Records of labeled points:

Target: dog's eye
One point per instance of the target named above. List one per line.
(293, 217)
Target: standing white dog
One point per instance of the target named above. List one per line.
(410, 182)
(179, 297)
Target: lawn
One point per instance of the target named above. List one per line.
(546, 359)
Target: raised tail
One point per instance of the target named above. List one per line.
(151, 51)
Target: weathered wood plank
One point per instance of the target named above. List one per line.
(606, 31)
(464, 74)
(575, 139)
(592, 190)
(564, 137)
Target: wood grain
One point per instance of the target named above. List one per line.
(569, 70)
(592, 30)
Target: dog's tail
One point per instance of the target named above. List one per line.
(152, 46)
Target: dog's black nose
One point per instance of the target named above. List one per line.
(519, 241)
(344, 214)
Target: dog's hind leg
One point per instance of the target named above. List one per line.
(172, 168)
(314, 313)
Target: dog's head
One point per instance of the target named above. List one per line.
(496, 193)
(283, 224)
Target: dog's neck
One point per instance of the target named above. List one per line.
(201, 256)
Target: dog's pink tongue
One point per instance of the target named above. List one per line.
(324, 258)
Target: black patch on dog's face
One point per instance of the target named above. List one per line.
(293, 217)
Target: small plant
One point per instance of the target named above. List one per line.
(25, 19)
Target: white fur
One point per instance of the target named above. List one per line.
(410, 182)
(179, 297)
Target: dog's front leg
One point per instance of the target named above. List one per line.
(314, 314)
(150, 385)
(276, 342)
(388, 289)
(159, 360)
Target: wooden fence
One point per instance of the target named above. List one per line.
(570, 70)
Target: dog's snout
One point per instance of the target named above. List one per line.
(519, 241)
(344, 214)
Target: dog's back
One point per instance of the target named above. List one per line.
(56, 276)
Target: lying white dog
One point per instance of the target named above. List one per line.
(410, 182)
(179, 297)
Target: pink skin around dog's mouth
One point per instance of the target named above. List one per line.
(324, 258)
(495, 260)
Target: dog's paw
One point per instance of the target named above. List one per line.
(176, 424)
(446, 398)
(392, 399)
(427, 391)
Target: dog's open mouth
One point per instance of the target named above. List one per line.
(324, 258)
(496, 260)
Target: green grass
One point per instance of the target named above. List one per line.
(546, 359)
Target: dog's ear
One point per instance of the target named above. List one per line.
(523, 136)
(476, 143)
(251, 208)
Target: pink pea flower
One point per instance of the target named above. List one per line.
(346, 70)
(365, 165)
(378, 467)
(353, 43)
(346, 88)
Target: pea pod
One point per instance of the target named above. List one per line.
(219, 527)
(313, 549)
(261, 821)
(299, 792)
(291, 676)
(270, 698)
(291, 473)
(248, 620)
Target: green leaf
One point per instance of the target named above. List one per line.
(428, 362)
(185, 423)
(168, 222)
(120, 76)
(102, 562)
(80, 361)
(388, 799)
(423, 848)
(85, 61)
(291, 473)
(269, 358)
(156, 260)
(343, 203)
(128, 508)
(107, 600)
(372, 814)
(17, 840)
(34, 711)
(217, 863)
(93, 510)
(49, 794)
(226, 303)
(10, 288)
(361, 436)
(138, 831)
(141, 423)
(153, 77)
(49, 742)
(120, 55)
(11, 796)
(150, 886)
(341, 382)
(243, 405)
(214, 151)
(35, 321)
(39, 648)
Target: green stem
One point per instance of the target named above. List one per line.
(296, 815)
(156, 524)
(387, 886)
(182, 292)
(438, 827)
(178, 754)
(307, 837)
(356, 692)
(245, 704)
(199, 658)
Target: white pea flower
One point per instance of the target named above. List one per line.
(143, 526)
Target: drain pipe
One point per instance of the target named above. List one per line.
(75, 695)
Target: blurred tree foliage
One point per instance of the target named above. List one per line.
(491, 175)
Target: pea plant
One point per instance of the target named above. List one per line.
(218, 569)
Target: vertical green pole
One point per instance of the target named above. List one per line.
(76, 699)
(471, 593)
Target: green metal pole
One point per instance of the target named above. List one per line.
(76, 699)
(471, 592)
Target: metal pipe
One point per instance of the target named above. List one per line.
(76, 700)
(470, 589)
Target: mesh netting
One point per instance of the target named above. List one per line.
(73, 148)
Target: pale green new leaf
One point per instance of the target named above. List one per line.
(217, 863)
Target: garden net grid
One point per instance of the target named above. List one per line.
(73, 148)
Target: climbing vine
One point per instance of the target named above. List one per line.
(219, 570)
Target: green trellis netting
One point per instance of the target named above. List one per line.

* * *

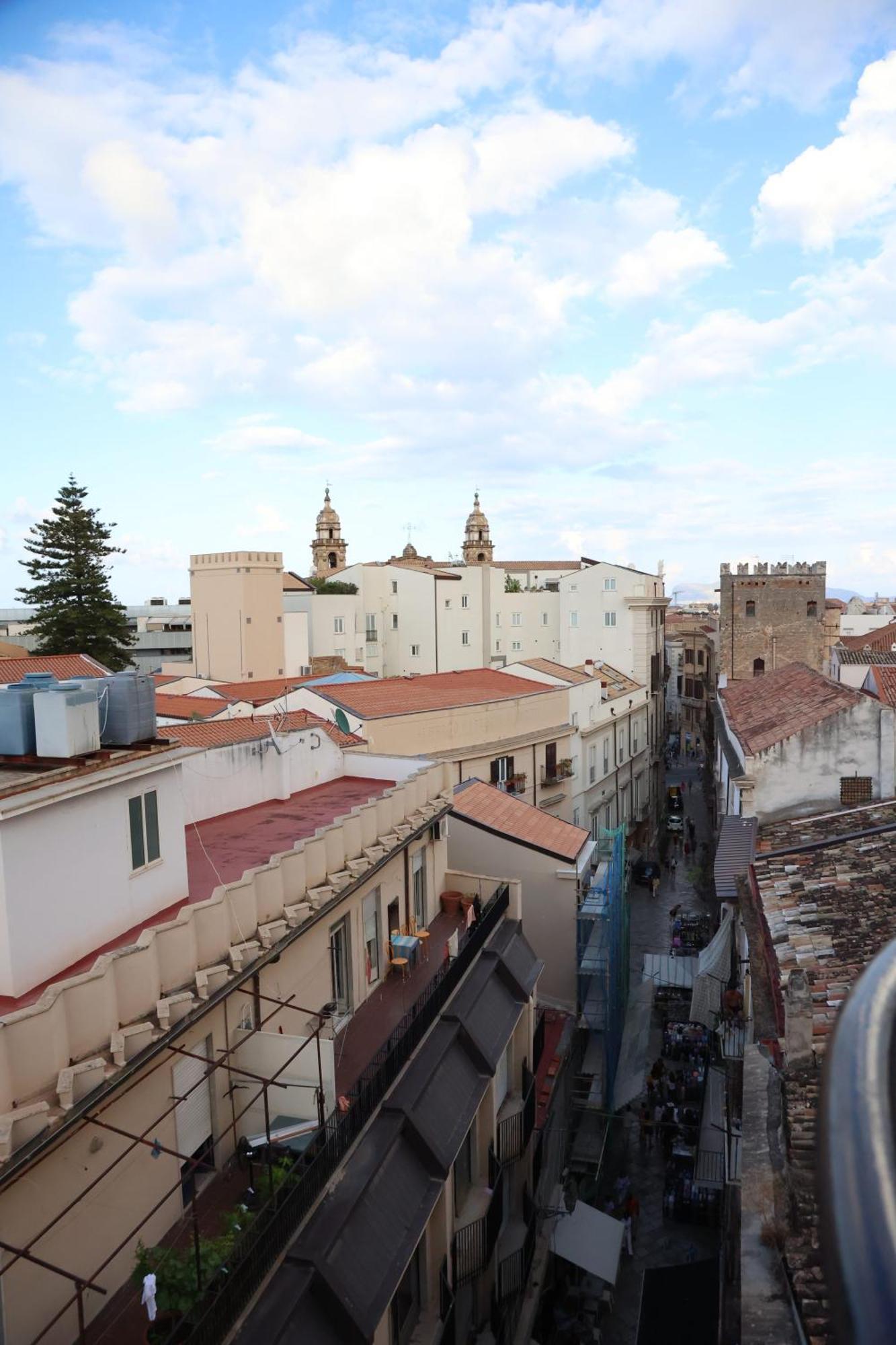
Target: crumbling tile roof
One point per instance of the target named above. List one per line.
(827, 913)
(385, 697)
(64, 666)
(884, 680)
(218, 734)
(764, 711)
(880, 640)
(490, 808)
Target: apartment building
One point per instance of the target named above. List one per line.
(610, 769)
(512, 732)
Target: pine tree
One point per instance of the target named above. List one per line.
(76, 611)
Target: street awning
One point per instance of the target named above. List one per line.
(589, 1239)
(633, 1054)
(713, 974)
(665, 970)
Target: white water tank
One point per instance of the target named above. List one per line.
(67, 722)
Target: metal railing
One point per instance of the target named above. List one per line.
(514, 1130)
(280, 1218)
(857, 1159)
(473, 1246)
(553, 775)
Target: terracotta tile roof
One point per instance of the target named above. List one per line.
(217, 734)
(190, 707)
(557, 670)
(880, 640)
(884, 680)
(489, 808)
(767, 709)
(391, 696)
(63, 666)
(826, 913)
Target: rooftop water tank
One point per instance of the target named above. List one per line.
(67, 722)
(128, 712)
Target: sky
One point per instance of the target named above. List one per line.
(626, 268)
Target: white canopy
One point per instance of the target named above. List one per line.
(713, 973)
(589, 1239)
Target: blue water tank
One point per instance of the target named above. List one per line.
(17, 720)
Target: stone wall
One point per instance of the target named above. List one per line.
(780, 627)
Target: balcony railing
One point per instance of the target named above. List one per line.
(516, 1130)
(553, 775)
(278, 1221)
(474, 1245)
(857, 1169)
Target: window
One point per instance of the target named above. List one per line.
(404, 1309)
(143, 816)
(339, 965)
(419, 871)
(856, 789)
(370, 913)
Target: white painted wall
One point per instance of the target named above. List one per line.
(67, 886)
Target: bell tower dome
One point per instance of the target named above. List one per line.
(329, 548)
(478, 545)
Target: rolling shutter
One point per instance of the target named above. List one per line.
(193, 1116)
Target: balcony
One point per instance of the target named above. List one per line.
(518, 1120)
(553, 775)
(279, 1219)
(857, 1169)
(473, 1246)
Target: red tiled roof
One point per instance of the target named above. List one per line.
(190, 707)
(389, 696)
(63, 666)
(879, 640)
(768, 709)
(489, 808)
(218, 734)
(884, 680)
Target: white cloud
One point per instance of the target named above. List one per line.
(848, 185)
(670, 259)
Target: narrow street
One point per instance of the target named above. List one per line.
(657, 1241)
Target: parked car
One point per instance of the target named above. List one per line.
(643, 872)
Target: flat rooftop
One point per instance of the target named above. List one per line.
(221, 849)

■ **AIM OF THE TASK**
Count the lines of the records above that contain the word "pink", and reply with the number alone.

■ **ANSWER TO THIS PROBLEM**
3